# WORKING DATA:
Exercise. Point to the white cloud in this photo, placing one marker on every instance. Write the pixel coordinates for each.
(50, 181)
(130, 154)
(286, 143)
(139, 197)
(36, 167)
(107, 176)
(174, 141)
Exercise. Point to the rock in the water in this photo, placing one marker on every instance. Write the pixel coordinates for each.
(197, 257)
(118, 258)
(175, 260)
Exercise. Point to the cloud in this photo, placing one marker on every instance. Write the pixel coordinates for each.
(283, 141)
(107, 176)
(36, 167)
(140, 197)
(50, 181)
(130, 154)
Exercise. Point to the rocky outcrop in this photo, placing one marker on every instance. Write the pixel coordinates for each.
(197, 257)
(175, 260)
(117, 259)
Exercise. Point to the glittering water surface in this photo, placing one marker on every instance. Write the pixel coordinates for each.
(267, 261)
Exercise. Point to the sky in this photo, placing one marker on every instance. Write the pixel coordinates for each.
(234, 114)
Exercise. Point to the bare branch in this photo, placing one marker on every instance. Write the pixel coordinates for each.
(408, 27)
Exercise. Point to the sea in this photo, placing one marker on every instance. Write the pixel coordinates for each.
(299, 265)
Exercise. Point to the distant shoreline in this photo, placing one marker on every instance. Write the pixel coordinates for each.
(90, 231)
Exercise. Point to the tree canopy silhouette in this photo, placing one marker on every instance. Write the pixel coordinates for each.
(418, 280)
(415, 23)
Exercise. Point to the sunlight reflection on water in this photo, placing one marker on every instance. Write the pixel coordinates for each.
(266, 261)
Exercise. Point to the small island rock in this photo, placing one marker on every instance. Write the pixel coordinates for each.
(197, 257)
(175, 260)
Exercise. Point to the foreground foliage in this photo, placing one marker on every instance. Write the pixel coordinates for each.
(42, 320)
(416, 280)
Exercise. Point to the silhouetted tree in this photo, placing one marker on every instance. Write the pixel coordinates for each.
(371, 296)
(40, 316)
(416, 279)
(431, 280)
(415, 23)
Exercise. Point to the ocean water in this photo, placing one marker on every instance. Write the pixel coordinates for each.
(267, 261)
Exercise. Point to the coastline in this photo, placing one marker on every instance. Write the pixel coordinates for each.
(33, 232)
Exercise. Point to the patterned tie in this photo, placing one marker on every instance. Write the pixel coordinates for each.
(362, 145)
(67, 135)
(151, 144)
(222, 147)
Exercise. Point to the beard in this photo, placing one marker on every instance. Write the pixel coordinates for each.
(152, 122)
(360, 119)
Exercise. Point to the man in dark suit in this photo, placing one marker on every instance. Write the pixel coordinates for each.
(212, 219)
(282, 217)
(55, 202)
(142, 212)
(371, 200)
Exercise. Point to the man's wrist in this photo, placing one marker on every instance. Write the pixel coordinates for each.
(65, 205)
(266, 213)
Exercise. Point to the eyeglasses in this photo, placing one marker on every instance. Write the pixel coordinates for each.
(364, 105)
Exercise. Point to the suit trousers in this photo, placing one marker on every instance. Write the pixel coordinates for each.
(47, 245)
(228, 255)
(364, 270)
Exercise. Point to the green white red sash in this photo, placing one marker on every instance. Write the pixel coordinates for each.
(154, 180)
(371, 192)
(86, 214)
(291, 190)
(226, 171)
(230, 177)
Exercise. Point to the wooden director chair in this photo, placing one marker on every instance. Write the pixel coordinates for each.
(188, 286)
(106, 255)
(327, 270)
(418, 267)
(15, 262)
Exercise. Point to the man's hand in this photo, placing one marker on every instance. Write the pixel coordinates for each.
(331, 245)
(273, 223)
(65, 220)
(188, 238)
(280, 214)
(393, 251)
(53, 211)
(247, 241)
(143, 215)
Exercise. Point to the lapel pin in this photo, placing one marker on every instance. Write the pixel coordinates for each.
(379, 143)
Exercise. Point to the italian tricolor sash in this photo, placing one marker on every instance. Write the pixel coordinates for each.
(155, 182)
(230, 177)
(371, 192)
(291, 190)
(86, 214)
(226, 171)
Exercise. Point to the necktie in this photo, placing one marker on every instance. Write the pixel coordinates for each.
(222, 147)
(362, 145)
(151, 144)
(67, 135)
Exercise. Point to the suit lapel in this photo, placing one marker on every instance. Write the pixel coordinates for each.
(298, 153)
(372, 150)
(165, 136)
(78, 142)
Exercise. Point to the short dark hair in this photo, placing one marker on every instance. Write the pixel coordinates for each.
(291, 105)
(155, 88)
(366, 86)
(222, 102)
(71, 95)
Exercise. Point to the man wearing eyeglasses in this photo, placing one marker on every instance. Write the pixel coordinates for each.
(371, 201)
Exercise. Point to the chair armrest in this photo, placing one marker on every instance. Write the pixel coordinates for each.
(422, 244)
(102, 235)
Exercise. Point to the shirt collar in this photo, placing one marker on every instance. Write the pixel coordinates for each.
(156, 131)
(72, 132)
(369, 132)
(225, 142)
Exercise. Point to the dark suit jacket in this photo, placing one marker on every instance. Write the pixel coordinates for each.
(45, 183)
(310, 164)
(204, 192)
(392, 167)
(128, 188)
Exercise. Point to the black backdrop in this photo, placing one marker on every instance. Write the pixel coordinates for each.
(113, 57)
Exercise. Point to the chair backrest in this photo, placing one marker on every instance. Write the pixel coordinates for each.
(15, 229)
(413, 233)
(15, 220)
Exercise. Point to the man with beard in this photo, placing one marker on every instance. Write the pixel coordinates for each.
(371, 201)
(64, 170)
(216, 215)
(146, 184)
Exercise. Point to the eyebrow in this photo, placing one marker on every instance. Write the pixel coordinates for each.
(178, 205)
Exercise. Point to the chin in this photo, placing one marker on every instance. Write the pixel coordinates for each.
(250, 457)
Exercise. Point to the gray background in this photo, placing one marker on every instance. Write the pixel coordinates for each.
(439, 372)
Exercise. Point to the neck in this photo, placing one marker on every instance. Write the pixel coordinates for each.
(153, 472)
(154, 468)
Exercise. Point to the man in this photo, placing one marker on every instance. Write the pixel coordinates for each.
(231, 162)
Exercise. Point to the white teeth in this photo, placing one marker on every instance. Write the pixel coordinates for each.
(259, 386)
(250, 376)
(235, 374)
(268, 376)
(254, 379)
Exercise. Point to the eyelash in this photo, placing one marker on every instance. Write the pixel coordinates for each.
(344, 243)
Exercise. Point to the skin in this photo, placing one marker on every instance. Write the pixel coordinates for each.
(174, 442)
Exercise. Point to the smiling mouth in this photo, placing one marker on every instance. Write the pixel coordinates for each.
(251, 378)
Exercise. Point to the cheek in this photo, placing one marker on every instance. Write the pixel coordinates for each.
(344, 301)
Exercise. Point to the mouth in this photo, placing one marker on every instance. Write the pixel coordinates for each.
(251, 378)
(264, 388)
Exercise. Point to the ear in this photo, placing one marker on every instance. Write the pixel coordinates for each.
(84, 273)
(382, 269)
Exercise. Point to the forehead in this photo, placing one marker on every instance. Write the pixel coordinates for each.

---

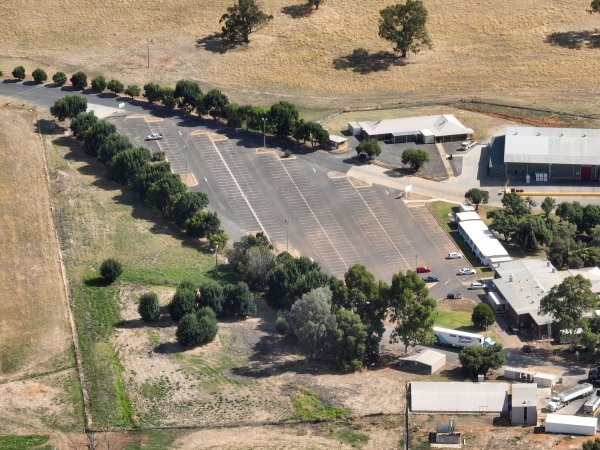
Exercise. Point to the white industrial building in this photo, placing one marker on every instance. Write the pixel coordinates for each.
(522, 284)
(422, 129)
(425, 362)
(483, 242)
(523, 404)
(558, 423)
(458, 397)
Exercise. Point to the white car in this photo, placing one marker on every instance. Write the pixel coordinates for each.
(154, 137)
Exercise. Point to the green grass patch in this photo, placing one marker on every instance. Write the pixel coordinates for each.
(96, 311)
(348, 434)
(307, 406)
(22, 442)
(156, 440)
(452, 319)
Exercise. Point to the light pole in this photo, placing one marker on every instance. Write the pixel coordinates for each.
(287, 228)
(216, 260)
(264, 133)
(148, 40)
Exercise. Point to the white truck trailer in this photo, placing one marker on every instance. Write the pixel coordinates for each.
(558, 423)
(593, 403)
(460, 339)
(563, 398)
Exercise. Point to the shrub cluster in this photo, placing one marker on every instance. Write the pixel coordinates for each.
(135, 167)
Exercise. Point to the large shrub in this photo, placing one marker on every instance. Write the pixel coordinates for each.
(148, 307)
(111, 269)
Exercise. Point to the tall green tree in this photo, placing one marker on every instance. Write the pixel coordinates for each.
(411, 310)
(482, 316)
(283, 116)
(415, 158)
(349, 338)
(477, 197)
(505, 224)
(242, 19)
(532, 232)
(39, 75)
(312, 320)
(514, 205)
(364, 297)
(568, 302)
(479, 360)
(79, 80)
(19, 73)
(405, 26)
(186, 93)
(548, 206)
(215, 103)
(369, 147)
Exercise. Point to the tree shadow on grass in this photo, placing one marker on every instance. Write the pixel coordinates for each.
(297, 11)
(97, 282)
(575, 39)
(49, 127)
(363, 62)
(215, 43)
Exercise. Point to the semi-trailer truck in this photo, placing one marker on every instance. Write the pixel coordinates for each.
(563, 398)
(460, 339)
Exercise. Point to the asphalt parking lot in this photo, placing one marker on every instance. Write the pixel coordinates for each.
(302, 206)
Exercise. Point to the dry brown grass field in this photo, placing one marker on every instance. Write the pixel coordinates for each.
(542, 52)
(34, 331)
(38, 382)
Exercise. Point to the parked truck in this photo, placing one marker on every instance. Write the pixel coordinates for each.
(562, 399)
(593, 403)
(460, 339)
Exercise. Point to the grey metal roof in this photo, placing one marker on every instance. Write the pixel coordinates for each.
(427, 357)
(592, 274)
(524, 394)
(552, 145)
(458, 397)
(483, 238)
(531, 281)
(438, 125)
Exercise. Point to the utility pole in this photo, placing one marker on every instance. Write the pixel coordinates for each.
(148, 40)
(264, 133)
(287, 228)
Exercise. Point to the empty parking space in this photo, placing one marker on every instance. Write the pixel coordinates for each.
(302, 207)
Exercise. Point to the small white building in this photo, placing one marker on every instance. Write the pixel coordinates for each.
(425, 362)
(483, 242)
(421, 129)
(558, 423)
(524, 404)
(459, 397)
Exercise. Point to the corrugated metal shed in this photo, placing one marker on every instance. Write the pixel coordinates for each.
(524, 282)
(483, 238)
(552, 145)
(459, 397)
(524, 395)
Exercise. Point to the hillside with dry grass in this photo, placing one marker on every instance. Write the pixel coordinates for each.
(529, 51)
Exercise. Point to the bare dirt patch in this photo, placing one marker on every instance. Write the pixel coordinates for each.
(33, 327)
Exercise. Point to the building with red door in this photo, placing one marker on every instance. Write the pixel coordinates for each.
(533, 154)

# BRIEF:
Filter the records above, copying out each line that contains the word "bare".

# RESPONSE:
Exercise. Point to the bare branch in this photo, placing one marker on every instance. Write the pixel coordinates for each.
Exercise. Point to the bare dirt patch in this photo, placing one marker on every instance. Write the pixel coordinates for each.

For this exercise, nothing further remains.